[Opening THE DATA section]
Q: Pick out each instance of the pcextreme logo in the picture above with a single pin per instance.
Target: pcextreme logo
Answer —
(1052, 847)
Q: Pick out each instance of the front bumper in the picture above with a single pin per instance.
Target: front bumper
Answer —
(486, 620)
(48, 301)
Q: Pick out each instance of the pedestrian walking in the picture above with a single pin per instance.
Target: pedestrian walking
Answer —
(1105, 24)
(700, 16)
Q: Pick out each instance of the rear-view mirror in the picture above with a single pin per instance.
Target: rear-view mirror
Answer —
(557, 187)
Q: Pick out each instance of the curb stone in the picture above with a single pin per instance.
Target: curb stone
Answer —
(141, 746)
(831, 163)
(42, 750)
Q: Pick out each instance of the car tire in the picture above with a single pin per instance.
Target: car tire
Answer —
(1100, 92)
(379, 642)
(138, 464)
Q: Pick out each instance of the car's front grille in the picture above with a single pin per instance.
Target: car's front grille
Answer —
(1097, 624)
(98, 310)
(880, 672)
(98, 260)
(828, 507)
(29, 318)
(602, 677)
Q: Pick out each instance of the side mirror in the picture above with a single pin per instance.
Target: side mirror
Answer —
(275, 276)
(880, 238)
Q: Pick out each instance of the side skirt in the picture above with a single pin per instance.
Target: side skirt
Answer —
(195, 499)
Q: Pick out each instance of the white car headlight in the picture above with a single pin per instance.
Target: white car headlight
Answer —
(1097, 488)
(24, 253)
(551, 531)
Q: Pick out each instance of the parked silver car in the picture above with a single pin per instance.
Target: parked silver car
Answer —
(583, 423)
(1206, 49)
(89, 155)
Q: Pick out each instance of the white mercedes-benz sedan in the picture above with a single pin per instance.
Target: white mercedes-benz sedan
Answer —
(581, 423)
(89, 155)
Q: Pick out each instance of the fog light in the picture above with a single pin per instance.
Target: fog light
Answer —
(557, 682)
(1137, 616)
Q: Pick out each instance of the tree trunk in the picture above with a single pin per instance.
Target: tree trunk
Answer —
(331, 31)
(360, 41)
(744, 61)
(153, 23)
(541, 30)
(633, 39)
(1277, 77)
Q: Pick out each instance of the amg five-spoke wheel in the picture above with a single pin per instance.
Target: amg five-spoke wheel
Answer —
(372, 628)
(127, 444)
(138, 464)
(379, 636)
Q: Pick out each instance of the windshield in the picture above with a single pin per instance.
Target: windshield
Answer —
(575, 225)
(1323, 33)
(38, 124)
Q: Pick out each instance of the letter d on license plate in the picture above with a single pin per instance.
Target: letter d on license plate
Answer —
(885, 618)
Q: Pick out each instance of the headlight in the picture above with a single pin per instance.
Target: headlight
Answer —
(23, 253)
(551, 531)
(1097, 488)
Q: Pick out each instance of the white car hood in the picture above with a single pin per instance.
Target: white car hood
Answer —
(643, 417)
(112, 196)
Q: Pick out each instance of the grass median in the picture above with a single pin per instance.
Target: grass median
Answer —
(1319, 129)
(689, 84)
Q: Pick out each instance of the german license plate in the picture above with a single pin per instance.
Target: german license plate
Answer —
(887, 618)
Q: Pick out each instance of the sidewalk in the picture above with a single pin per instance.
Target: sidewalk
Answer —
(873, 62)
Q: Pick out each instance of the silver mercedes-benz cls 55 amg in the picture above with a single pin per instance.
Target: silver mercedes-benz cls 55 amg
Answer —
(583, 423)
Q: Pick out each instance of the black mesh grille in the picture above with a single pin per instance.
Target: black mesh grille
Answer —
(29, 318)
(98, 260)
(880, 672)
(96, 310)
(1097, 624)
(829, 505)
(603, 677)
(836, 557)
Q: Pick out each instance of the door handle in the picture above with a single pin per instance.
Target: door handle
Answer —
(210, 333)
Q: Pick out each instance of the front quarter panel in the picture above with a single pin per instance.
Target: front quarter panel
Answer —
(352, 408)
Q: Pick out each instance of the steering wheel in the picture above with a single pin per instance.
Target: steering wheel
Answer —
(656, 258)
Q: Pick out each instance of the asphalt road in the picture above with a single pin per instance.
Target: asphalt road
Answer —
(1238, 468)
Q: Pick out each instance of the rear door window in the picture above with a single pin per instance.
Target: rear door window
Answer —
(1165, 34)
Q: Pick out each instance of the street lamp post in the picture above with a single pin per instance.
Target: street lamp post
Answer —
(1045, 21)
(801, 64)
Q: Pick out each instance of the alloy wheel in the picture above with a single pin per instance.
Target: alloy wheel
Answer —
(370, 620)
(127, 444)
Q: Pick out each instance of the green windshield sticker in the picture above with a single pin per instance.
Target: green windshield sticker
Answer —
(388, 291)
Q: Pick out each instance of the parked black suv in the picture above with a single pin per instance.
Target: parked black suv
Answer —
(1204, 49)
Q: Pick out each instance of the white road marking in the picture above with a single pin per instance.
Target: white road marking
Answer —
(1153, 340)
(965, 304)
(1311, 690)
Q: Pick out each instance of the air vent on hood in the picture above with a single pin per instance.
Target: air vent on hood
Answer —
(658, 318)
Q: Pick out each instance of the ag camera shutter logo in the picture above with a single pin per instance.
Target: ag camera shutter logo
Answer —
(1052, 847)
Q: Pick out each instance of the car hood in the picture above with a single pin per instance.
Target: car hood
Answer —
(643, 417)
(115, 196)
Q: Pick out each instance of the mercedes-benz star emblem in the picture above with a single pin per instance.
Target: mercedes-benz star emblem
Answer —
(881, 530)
[Closing THE DATA section]
[Opening THE DATA section]
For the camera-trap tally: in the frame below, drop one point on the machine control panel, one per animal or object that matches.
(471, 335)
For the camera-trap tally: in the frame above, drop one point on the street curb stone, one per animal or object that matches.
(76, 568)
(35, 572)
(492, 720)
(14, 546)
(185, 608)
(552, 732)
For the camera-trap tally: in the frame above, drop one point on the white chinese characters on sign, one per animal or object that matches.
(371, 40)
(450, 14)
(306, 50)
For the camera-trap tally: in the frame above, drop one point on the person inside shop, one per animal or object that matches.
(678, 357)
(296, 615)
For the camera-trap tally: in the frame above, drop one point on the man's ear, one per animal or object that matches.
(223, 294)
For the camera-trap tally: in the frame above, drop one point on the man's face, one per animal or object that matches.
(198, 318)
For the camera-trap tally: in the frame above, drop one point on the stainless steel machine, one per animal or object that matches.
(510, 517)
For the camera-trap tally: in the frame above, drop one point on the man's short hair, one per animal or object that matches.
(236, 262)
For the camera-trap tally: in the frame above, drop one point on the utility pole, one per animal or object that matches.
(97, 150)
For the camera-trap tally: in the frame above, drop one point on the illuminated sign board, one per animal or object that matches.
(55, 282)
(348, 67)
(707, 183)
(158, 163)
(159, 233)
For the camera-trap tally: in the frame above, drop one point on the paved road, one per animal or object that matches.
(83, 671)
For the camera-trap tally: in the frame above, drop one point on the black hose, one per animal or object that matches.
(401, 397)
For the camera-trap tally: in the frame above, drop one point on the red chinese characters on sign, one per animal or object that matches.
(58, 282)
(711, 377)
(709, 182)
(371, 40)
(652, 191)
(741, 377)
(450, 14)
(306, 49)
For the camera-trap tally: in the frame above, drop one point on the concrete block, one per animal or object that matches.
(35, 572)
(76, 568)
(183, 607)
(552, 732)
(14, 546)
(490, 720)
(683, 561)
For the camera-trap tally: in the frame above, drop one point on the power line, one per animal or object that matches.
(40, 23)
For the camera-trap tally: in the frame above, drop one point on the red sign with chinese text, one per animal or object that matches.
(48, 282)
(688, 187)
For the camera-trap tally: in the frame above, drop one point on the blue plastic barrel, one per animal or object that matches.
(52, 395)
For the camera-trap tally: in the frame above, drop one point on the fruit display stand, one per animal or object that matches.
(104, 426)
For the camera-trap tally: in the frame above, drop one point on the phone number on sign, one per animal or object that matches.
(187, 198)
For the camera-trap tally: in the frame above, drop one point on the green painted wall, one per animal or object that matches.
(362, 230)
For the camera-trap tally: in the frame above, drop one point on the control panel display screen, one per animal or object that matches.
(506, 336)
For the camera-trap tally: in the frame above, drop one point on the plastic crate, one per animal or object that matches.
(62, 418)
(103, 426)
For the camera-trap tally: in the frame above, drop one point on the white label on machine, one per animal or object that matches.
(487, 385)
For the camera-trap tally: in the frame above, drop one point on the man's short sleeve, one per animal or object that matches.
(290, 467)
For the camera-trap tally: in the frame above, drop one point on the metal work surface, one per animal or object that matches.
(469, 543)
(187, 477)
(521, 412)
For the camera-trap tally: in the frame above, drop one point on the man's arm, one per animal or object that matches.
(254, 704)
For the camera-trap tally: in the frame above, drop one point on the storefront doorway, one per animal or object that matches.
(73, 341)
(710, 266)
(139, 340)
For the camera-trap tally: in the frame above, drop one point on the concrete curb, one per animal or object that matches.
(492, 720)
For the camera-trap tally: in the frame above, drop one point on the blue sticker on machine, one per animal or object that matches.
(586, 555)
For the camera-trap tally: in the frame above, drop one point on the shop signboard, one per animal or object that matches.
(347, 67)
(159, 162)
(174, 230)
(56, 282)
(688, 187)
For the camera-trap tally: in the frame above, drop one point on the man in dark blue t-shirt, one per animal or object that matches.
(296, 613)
[Closing THE DATA section]
[Opening THE DATA section]
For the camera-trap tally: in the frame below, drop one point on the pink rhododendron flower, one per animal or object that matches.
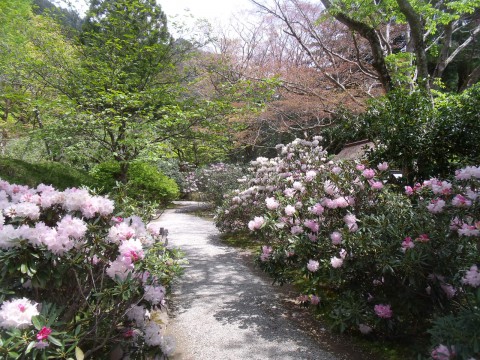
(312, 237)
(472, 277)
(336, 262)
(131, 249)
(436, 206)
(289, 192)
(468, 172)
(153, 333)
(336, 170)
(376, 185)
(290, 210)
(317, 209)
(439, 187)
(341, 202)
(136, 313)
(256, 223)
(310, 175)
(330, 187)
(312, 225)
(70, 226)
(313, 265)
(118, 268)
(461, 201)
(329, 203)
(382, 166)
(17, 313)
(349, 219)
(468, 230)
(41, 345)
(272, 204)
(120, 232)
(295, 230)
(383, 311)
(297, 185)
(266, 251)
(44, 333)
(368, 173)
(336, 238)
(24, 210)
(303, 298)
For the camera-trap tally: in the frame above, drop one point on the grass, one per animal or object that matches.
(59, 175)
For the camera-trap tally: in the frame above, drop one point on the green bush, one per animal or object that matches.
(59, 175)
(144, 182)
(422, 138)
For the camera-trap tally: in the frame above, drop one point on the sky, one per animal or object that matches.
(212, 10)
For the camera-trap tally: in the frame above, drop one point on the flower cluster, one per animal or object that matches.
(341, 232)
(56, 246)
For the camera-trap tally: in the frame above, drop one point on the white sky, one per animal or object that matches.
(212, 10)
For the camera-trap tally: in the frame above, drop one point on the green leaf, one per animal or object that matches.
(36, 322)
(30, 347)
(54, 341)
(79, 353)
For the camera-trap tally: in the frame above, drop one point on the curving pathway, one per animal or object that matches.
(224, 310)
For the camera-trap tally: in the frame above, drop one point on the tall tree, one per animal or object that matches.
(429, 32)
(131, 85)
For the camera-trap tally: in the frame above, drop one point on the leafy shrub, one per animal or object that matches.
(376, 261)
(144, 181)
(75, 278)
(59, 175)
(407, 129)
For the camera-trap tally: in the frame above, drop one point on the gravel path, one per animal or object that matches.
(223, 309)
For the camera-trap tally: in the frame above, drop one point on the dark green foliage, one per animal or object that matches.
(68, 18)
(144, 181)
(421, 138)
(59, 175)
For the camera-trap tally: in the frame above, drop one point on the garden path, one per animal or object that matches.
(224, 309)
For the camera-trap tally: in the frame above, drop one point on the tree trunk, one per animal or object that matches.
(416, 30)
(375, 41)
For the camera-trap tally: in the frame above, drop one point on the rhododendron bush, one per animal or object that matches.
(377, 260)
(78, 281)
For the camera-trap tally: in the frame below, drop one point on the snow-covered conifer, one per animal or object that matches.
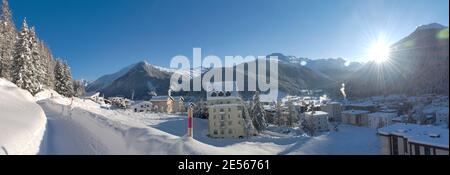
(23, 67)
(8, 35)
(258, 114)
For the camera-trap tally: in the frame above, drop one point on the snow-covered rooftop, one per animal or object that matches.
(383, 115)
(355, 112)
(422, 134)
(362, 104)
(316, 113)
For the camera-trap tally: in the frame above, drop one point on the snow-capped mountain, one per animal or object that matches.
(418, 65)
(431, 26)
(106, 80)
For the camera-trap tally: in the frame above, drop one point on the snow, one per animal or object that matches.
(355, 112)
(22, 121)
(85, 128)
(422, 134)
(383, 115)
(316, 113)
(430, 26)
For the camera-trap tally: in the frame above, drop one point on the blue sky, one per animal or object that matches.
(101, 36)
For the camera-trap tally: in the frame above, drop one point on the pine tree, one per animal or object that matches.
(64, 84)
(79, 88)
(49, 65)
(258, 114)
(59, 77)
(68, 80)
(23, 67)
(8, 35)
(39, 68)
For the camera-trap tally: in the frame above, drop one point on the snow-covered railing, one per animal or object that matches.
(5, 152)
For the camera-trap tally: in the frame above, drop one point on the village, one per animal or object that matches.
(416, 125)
[Closing THE DATA section]
> **WORK REQUEST**: Where the data above reaches the line holding "Q: Pick out each instance of the windshield", begin printing, and stop after the line holding "Target: door handle". Each line must be reproduced exactly, with nothing else added.

> **WORKED SOLUTION**:
Q: Pick out each instance of the windshield in the picture above with a single pin per instance.
Target: windshield
Answer —
(575, 225)
(1323, 33)
(38, 124)
Q: Pick out each instance of the letter d on license plate in the picture above with a single pin per instance.
Target: letter d on license plate
Answer —
(885, 618)
Q: Pick out each instance of the headlight in the picture above with a single pin per instance.
Target: headlight
Answer —
(23, 253)
(551, 531)
(1097, 488)
Q: Pick out each instance of the white car hood in the picture above with a single pin per instance.
Target: white car hood
Answer —
(643, 417)
(112, 196)
Q: Pick out each instance of the grass median in the picture above with a single pin per instance.
Target: grass median
Answer —
(1319, 129)
(689, 84)
Q: Pick out each instance of the german license plate in the picture above with a single pin per instance.
Target: german license plate
Answer —
(887, 618)
Q: Pick out each instance of the sidewalk in the picture above with a single pin per instance.
Target: sidewalk
Answer —
(873, 62)
Q: Pick out each instance of the silver mercedes-benz cls 55 amg in the picture above with a single pin per instance.
Target: silver mercedes-benz cls 55 amg
Answer —
(583, 423)
Q: Pick out each instance of the black mesh grille in the picture above with a single pin per instance.
Target: black mesh grille
Answer —
(29, 318)
(98, 260)
(880, 672)
(96, 310)
(1097, 624)
(829, 505)
(603, 677)
(836, 557)
Q: Pick out each instance of the door handle in the picture above with a single pin per instance.
Target: door handle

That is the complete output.